● **TASK REQUIREMENTS**
All of the material below is to be retyped exactly.

● **DATASET CONTENT**
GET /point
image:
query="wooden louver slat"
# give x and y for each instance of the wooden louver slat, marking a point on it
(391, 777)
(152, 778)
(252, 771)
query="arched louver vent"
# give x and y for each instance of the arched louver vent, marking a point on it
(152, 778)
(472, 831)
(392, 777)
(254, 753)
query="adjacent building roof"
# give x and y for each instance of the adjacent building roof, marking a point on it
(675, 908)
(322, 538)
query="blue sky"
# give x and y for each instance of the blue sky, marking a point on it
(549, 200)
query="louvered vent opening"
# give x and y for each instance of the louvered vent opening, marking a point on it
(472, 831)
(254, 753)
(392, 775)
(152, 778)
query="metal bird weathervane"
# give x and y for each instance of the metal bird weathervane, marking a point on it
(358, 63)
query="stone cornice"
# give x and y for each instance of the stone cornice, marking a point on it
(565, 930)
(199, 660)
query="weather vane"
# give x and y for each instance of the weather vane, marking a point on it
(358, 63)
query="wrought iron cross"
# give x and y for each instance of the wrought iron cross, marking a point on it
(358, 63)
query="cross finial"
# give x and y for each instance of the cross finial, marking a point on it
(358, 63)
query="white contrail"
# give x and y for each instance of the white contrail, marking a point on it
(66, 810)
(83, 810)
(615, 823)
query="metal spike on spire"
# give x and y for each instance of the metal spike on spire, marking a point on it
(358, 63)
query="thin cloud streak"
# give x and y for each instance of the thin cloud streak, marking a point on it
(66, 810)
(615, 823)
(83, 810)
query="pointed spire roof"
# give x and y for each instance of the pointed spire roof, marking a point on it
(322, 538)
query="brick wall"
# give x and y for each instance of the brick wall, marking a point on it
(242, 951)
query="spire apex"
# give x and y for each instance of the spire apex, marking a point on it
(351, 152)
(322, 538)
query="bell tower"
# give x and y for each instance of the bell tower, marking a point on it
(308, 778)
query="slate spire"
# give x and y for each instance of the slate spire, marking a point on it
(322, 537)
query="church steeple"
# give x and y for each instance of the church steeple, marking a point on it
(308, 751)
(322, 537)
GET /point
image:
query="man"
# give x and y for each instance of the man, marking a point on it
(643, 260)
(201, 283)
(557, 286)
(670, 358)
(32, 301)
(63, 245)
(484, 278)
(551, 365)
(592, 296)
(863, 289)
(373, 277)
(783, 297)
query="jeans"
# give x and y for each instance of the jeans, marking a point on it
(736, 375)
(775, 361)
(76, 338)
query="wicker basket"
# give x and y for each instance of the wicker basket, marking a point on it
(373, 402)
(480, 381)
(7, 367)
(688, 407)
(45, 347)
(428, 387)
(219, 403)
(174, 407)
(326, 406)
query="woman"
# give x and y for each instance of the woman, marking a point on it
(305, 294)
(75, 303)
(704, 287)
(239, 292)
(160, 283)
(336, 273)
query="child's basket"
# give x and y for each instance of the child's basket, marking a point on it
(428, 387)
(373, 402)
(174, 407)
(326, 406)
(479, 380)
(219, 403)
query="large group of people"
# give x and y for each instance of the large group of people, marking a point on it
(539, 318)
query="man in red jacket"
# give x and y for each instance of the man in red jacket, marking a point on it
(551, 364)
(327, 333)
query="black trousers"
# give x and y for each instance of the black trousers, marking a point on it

● **IN RESPONSE**
GET /point
image:
query="wooden louver slat"
# give x and y for each instance of the wooden louver slat, marking a point on it
(391, 777)
(152, 778)
(252, 771)
query="arched louver vent"
# give x and y for each instance of the arched louver vent, marking a point on it
(152, 778)
(472, 831)
(392, 777)
(254, 753)
query="adjacent building roof"
# give x and y for each instance of the adjacent building roof, marking a point on it
(675, 908)
(322, 538)
query="blue sky"
# give x and y for each instance of the blue sky, marking a point on it
(549, 200)
query="louvered vent opening"
# give x and y for each instance of the louvered vent opening, marking a point on it
(472, 831)
(254, 753)
(392, 775)
(152, 778)
query="metal bird weathervane"
# give x and y for each instance of the metal bird weathervane, marking a point on it
(358, 63)
query="stone cornice"
# give x and y for each instance of the stone cornice, marking a point on it
(565, 930)
(199, 660)
query="weather vane"
# give x and y for each instance of the weather vane, marking a point on it
(358, 63)
query="wrought iron cross"
# give x and y for each instance of the wrought iron cross, marking a point on it
(358, 63)
query="cross finial"
# give x and y for each instance of the cross finial, marking a point on it
(358, 63)
query="white contrail"
# give x and y for each instance of the white contrail, marking a point on it
(66, 810)
(83, 810)
(615, 823)
query="metal spike on spire"
# give x and y for each instance of the metal spike on spire, marking a point on it
(358, 63)
query="thin cloud streak"
# give x and y for each instance of the thin cloud streak, marking a point on it
(66, 810)
(615, 823)
(83, 810)
query="pointed spire roof"
# give x and y for each instance of the pointed spire roof, marking a point on it
(322, 538)
query="brick wall"
# give x and y for each instance of the brick wall, marking a point on it
(242, 951)
query="spire apex"
# give x and y for each instance of the spire apex, marking a point on it
(351, 152)
(322, 538)
query="bell tower"
# give x and y for each instance of the bell tower, marking a point on it
(308, 778)
query="slate spire"
# give x and y for each instance of the slate spire, marking a point on it
(322, 537)
query="church steeple"
# give x and y for each instance of the church steeple, marking a point on it
(308, 751)
(322, 537)
GET /point
image:
query="man"
# give x and y for each instance of the man, marking a point on it
(643, 260)
(201, 283)
(557, 286)
(670, 358)
(32, 301)
(63, 245)
(484, 278)
(551, 365)
(592, 296)
(863, 289)
(373, 277)
(783, 297)
query="jeans"
# give x and y for each instance of the jeans, marking a point on it
(736, 375)
(775, 361)
(76, 338)
query="wicker basket"
# give x and y for each instance of the wicker basket, marking a point on it
(373, 402)
(480, 381)
(7, 367)
(688, 407)
(45, 347)
(428, 387)
(219, 403)
(174, 407)
(326, 406)
query="woman"
# give x and y for each instance of the woman, marking a point on it
(305, 294)
(75, 303)
(704, 287)
(239, 292)
(160, 283)
(336, 273)
query="child's basket"
# give x and y for each instance of the child's basket, marking a point on it
(428, 387)
(373, 402)
(174, 407)
(326, 406)
(479, 380)
(219, 403)
query="large group of people"
# give x and y for each instance of the large group of people, marking a point on it
(539, 318)
query="man in red jacket"
# give x and y for each instance of the man in red jacket, marking a point on it
(551, 364)
(327, 333)
query="black trousers"
# give x and y for each instance of the black trousers, marking a point on it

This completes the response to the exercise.